(Point localization data)
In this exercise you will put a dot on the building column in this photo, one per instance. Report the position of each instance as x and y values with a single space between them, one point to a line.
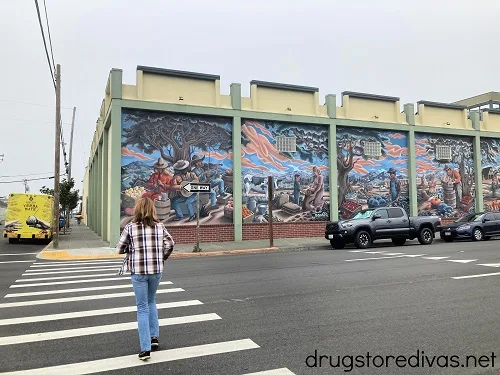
478 176
115 177
237 183
412 173
105 188
99 190
333 178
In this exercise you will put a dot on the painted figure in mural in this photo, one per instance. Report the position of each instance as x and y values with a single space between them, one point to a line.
205 175
159 182
452 178
394 185
314 194
296 190
182 173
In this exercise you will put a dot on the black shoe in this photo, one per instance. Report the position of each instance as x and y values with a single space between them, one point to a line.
144 355
154 343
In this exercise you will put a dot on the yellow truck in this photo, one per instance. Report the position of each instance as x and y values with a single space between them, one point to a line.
28 216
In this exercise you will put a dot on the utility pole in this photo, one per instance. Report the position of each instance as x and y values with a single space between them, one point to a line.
57 164
68 214
71 144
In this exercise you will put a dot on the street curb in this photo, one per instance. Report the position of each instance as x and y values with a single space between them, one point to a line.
65 255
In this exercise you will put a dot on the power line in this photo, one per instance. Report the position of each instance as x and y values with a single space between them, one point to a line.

## HOW TO COMPLETE THIS TASK
Starting at the line that contains "In this exercise you will put a dot on the yellow", retype every line through the end of the records exactly, and nothing else.

## ANSWER AREA
In this exercise you will put a dot on the yellow truck in this photo, one per instance. Report the position of each instance as x and y values with a single space between them, one point to a line.
28 216
In this exercise you will put a dot on the utility pole in this photo, one per instance. Report the position of each instance as x and y values with a single space between them, one point to a line.
57 164
68 214
71 144
In this exercise you will put a dot on the street curb in this photo, one per instance. Report the position of each instance as x and y values with a single space between them, one point to a line.
65 255
In this exercise you will put a dot on the power line in this photo, one per instance. Report the position of each instance as x and y values with a single space between them, one point to a line.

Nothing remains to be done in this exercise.